┌─ TEXT PROVIDED

The other aspect of “predictable” delays in a program completely ignores the runtime issues that can happen at the OS layer, such as swapping/page cache invalidations/migrations between cores of numa regions etc. so it is rarely the case that any program in any language is going to have predictable behaviour. Even trivial things, like the number/size of environment variables user at program startup can have a performance delta.
Anyway, the point is that when programmers talk about “predictable” behaviour in a program, what they generally mean is “invisible performance problems” and so it gets swept under the carpet.
That’s not to say that GC doesn’t introduce variance into measurements, but it is not the only thing that causes variance and many of the good GCs are capable of using multiple cores and can avoid interrupting the program runtime without significant overhead, although obviously tracing collectors will increase pressure on a memory system in a way that explicit/automatic memory management does not.
> Note that GC makes explicit the costs associated with memory allocation and freeing; languages that use manual memory management (or semi automated memory management as in Swift/Rust) simply un-amortise the cost and distribute it all over the program
This is generally an interesting feature of garbage collected languages, and it's often more efficient than manual memory management - but it does come with downsides.
> Even in a “predictable” language like Rust, a data entry containing a map like structure is going to have a different destruction time if the map is empty vs if it is full.
"Predictable" does not mean "always the same". It means that given a map with the same size and fill level, destroying it will take the same time. What's more important is that the point in the program where the destruction happens can be controlled - and, if necessary, moved out of the critical path of something that requires response within a certain bound. This may introduces an overall inefficiency in the program, but if you have software that needs to fulfill certain time bounds, that's the tradeoff you choose. Doing so in a garbage collected language is much harder.
And rust targets environments where (near)-realtime behavior and predictable performance is important, or where garbage collection is not truly possible since allocation isn't even possible (think embedded systems).
> Anyway, the point is that when programmers talk about “predictable” behaviour in a program, what they generally mean is “invisible performance problems” and so it gets swept under the carpet.
I don't see how this is a counterpoint to what I said - programmers blaming other things for performance problem has been a thing like forever.
Agree with this. I wrote some non-trivial amount of code in Rust just to give is a proper try. After countless hours spent in understanding borrow checker, life times and waiting for compilation to finish, I still have to constantly fight borrow checker. When working with Rust, I am not "making thing X" but instead "writing Rust which happens to be X". The code is littered with either `unwrap` of `?` which is just exception management done manually with hardly any benefit.
On systems programming front, last time I checked there were two options to make system calls (apart from writing inline assembly), the `libc` or the `nix` crate. `libc` is just a wrapper so exposes `unsafe` C like API which doesn't make for idiomatic Rust code. `nix` was incomplete on lots of front, not sure if things have changed now since it has been a while I tried Rust. So much for a systems programming language.
What is wrong with `?`?
I consider Option<T> as a plus. Unwrap is hack but '?' is good error handling. Better then littered code with unnecessary ifs (which you need to use even in GC languages).

└─
┌─ DATASET EXCERPTS

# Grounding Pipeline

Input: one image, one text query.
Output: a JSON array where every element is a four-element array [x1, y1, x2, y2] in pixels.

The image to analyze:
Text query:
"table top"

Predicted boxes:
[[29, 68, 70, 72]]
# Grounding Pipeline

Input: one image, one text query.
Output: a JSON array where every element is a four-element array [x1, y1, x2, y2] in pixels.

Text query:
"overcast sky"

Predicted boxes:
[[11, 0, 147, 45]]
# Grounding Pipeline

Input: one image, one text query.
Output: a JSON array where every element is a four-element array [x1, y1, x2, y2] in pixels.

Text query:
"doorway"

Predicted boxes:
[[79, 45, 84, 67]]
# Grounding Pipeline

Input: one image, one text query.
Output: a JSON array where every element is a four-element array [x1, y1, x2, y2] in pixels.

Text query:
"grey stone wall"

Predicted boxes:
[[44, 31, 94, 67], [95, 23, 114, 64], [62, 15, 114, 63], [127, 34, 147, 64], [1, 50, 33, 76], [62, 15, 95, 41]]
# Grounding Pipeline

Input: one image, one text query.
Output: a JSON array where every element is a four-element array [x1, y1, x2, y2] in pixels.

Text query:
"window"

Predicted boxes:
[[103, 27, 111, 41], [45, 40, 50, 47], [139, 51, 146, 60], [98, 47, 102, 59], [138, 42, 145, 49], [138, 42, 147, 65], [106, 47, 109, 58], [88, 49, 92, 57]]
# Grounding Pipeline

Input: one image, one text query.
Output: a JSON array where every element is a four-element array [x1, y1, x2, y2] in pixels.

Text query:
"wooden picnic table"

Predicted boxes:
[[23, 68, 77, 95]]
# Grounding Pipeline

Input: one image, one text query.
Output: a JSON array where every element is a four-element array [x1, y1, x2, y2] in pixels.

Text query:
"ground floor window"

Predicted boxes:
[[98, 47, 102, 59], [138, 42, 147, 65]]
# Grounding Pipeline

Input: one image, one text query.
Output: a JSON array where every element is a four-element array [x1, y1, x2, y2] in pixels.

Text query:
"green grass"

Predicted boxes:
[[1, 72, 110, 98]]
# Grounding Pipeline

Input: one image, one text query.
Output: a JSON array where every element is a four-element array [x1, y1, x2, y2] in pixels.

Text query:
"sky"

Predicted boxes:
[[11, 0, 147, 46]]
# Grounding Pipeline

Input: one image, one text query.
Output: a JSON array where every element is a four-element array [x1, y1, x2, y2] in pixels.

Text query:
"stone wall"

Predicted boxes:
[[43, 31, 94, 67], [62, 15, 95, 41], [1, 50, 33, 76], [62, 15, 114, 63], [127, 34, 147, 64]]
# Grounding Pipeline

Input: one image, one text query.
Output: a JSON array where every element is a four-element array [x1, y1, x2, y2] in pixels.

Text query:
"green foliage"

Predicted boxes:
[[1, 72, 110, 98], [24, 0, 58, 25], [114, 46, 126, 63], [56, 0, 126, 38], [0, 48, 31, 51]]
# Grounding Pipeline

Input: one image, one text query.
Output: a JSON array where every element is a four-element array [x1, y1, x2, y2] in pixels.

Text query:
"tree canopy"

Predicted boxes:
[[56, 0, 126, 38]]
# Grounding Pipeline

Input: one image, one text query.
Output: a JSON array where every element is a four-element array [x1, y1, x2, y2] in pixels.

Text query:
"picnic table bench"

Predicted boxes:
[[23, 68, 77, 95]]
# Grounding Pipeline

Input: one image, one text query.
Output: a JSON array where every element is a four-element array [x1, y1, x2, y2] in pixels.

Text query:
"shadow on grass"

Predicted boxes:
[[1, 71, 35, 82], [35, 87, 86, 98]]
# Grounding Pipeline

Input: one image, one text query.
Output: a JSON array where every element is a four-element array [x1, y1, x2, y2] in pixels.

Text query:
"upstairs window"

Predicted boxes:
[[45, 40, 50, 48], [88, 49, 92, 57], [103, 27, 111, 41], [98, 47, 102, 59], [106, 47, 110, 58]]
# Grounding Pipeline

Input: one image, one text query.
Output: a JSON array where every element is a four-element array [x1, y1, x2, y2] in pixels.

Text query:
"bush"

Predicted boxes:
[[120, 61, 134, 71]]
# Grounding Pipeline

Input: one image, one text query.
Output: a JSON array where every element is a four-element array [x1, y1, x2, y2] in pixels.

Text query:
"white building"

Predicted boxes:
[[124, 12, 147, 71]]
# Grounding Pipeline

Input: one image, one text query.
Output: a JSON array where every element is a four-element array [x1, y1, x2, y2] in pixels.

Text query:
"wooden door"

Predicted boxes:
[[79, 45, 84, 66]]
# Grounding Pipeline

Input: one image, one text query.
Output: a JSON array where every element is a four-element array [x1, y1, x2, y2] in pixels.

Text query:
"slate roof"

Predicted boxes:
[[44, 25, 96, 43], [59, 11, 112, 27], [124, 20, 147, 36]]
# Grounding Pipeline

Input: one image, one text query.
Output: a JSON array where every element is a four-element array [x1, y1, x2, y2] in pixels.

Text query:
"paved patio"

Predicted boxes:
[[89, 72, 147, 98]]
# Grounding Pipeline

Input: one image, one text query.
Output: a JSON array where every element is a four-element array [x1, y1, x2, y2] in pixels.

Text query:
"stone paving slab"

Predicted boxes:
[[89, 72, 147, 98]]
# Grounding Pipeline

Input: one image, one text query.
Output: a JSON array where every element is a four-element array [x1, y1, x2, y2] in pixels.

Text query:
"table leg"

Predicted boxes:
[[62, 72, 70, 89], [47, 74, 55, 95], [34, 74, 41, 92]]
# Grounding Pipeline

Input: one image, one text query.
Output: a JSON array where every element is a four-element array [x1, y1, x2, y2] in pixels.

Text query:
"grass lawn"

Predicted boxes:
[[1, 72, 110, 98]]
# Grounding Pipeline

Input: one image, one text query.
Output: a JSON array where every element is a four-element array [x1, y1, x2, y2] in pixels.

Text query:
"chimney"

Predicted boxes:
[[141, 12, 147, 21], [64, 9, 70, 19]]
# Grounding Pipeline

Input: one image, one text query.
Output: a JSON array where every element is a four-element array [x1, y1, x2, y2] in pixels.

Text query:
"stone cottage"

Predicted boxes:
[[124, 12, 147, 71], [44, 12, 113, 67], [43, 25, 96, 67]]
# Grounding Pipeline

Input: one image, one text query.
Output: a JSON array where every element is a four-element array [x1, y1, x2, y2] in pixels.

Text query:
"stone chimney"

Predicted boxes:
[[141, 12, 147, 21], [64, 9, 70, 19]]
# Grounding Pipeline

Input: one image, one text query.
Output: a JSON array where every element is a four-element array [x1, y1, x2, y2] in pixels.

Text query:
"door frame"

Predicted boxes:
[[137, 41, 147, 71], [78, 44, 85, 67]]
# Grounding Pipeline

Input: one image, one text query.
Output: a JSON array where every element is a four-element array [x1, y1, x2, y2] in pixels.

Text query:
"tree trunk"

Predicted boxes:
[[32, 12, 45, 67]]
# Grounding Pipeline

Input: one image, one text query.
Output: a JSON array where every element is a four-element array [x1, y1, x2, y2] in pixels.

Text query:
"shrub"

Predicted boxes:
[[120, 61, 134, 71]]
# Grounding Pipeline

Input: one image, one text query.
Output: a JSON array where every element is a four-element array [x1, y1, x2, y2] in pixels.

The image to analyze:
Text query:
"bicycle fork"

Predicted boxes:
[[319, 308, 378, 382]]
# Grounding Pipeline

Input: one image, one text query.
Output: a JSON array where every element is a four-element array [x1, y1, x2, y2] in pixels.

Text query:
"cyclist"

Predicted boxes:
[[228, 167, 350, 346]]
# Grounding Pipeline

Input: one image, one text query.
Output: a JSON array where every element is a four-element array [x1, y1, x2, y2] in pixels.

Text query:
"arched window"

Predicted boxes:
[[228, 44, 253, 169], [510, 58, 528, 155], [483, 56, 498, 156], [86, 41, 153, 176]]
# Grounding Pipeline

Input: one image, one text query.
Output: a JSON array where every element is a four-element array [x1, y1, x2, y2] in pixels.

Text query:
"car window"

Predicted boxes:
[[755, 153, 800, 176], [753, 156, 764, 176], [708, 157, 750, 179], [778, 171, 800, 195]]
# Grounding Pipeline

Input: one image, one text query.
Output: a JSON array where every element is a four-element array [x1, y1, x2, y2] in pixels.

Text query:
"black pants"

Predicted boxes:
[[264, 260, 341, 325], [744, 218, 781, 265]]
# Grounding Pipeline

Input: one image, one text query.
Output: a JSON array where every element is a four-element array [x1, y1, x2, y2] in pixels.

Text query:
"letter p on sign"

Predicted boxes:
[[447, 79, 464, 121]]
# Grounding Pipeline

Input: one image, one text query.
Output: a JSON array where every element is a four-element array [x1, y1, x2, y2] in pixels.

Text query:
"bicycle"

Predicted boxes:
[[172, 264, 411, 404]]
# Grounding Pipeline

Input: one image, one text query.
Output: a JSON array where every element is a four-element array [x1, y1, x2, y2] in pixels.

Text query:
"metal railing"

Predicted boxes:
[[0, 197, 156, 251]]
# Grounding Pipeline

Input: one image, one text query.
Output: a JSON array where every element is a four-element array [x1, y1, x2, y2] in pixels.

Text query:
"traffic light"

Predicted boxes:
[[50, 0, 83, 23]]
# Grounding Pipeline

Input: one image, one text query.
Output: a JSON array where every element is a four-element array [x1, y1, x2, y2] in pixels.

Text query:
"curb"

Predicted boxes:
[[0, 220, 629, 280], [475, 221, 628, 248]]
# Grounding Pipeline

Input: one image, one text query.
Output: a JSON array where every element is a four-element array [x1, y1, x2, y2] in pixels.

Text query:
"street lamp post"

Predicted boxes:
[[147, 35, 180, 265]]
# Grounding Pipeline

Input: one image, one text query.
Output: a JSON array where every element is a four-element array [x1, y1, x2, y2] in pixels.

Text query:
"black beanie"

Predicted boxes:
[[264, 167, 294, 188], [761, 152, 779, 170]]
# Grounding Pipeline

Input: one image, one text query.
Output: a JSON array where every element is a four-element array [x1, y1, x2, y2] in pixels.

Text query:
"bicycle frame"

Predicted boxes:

└─

--- EXERCISE TASKS ---
**1)** Print the part of the discussion of garbage collection and Rust starting with "That’s not to" and going on through "management does not.".
**2)** Proceed with the forum discussion of garbage collection and Rust from the point where it stops.
You can set the material aside; none of it is used here.

--- ANSWERS BELOW ---
**1)**
That’s not to say that GC doesn’t introduce variance into measurements, but it is not the only thing that causes variance and many of the good GCs are capable of using multiple cores and can avoid interrupting the program runtime without significant overhead, although obviously tracing collectors will increase pressure on a memory system in a way that explicit/automatic memory management does not.

**2)**
Honestly, if you're working within a well-architected framework, writing Rust is genuinely a joy (except perhaps async). The painful challenges of "how do I design something that plays nice with the borrow checker" can be solved once, and then you just stick to convention and enjoy the expressiveness of the trait system.
Rust is a good language overall, but it has some serious flaws that it seems those in control of Rust have no interest in fixing.
For example, it is possible to make the borrow checker accept self-referential structures, but nobody has done the immovable type etc work required for that. Which means, for non-trivial data structures, you need to either reach for unsafe or Rc/Arc. I write a lot of very multithreaded code, so for me it's almost always Arc, which means paying for atomics. And since the Drop trait takes an exclusive &mut reference, you must use fugly nested structs to prevent UB if you have shared mutable pointers you need deleted automatically.
I'd recommend learning Rust, but I'd also strongly recommend that you willfully push the limits of the language. Rust needs to be stretched out to accommodate more contemporary programming constructs, and you can help with that. Also, stay away from the core team and organization, they're poisonous as hell. I'd recommend donating to gccrs to help alternate implementations.
On the positive side, you do still end up with an awful lot of zero-cost safe code, and Rust is pretty nice to work in once you actually understand it.
As far as I understand, that should be practically zero-cost on x86, and quite cheap also on ARM - and it's also only paid during acquisition and destruction. I haven't yet caught refcounting in profiling as being the cause of unacceptable performance.
It’s practically zero cost when uncontested. When contested, the instructions with that `lock` prefix are concurrently accessing a single cache line from multiple cores at the same time.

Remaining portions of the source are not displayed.